**Aufgabenstellung:**
Geben Sie aus dem Beschluss des Verwaltungsgerichtshofes die Passage von „Die Revision wird“ bis „Aufenthaltstitel erteilt werde.“ wortgetreu wieder.

**Dokumentausschnitt:**
━━━━━━━━━━━━━━━━━━━━

VwGH Ra 2019/22/0090

VwGHRa 2019/22/009025.7.2019

Der Verwaltungsgerichtshof hat durch den Vorsitzenden Senatspräsident Dr. Robl sowie die Hofräte Dr. Mayr und Mag. Berger als Richter, unter Mitwirkung der Schriftführerin Mag.a Strasser, in der Revisionssache des Landeshauptmannes von Wien gegen das Erkenntnis des Verwaltungsgerichtes Wien vom 22. Februar 2019, VGW-151/011/13525/2018-12, betreffend Aufenthaltstitel (mitbeteiligte Partei: T K, vertreten durch Mag.a Doris Einwallner, Rechtsanwältin in 1050 Wien, Schönbrunner Straße 26/3), den Beschluss gefasst:

Normen

AVG §58 Abs2
AVG §59 Abs1
AVG §60
B-VG Art133 Abs4
NAG 2005 §46 Abs1 Z2
VwGG §34 Abs1
VwGVG 2014 §17

European Case Law Identifier: ECLI:AT:VWGH:2019:RA2019220090.L00

 

Spruch:

Die Revision wird zurückgewiesen.

Begründung

1 Mit Bescheid vom 24. August 2018 wies der Landeshauptmann von Wien (belangte Behörde, Revisionswerber) den - zum Zweck der Familiengemeinschaft mit ihrem in Österreich niedergelassenen und über einen Aufenthaltstitel "Daueraufenthalt - EU" verfügenden Ehemann gestellten - Antrag der Mitbeteiligten, einer kosovarischen Staatsangehörigen, vom 7. Februar 2018 auf Erteilung eines Aufenthaltstitels "Rot-Weiß-Rot - Karte plus" nach § 46 Abs. 1 Z 2 Niederlassungs- und Aufenthaltsgesetz (NAG) gestützt auf § 11 Abs. 2 Z 4 in Verbindung mit Abs. 5 NAG ab, weil ihr Aufenthalt zu einer finanziellen Belastung einer Gebietskörperschaft führen könnte. Die dagegen erhobene Beschwerde der Mitbeteiligten enthielt den Antrag, den angefochtenen Bescheid dahingehend zu ändern, dass ihr der beantragte Aufenthaltstitel erteilt werde.

2 Über diese Beschwerde erkannte das Verwaltungsgericht Wien wie folgt:

"Gemäß § 28 Abs. 1 VwGVG wird der Beschwerde stattgegeben und der Aufenthaltstitel für den Zweck Familienangehöriger gemäß § 46 NAG für die Dauer eines Jahres erteilt."

Die ordentliche Revision an den Verwaltungsgerichtshof gemäß Art. 133 Abs. 4 B-VG wurde für unzulässig erklärt.

━━━━━━━━━━━━━━━━━━━━

**Datensatzauszüge:**
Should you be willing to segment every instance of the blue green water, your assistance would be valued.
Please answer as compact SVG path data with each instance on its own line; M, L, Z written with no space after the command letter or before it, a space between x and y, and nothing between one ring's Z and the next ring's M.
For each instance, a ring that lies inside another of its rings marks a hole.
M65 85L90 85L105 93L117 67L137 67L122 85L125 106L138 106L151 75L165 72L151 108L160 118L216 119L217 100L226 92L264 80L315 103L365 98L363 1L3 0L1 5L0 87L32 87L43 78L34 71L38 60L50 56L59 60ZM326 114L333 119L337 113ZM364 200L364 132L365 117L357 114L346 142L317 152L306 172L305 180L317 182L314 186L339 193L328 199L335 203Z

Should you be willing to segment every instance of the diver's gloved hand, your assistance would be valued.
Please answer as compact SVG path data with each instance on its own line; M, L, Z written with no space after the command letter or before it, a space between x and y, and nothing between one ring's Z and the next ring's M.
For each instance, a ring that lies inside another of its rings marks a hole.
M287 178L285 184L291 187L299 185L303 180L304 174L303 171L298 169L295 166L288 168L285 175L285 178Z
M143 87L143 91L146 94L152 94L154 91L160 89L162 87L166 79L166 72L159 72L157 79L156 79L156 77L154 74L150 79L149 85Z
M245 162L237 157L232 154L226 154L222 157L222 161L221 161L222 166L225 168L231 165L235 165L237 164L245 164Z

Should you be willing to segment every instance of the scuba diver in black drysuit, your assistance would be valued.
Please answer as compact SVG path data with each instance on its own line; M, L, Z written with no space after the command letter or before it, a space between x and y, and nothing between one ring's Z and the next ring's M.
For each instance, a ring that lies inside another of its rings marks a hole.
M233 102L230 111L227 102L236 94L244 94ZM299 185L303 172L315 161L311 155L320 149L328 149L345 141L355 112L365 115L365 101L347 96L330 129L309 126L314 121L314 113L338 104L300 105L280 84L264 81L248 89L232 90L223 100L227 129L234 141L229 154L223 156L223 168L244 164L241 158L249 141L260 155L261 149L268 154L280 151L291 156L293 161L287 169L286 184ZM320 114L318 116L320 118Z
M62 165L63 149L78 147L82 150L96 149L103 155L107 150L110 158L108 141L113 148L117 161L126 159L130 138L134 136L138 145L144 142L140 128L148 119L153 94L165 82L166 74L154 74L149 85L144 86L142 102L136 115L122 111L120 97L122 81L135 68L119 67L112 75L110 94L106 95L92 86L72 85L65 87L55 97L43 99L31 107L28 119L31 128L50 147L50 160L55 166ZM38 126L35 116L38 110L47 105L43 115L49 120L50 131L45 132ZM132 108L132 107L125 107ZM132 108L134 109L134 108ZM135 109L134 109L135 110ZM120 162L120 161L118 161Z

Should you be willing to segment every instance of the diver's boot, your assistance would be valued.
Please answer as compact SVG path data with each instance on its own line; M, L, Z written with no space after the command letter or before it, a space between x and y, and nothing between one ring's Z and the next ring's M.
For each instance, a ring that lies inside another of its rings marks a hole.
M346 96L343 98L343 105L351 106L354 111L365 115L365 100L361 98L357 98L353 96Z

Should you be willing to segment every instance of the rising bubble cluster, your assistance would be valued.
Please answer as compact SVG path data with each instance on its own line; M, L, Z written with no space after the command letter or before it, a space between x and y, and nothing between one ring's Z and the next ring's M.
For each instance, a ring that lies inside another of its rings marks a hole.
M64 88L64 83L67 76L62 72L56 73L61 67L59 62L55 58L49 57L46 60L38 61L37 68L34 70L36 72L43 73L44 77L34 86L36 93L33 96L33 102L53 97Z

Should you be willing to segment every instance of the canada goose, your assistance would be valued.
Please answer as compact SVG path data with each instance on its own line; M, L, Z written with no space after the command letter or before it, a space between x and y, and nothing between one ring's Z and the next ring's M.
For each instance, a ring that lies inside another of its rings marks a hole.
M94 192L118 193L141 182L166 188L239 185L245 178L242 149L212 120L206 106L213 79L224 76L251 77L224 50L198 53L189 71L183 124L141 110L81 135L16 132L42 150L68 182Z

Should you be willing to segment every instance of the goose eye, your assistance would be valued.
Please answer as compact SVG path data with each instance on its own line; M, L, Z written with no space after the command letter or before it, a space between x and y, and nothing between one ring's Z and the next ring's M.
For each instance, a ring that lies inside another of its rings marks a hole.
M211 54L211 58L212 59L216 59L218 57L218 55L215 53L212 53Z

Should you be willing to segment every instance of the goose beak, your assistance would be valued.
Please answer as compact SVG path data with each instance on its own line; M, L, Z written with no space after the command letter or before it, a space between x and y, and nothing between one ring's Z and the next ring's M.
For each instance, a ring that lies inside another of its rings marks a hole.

━━━━━━━━━━━━━━━━━━━━

**Endergebnis:**
Die Revision wird zurückgewiesen.

Begründung

1 Mit Bescheid vom 24. August 2018 wies der Landeshauptmann von Wien (belangte Behörde, Revisionswerber) den - zum Zweck der Familiengemeinschaft mit ihrem in Österreich niedergelassenen und über einen Aufenthaltstitel "Daueraufenthalt - EU" verfügenden Ehemann gestellten - Antrag der Mitbeteiligten, einer kosovarischen Staatsangehörigen, vom 7. Februar 2018 auf Erteilung eines Aufenthaltstitels "Rot-Weiß-Rot - Karte plus" nach § 46 Abs. 1 Z 2 Niederlassungs- und Aufenthaltsgesetz (NAG) gestützt auf § 11 Abs. 2 Z 4 in Verbindung mit Abs. 5 NAG ab, weil ihr Aufenthalt zu einer finanziellen Belastung einer Gebietskörperschaft führen könnte. Die dagegen erhobene Beschwerde der Mitbeteiligten enthielt den Antrag, den angefochtenen Bescheid dahingehend zu ändern, dass ihr der beantragte Aufenthaltstitel erteilt werde.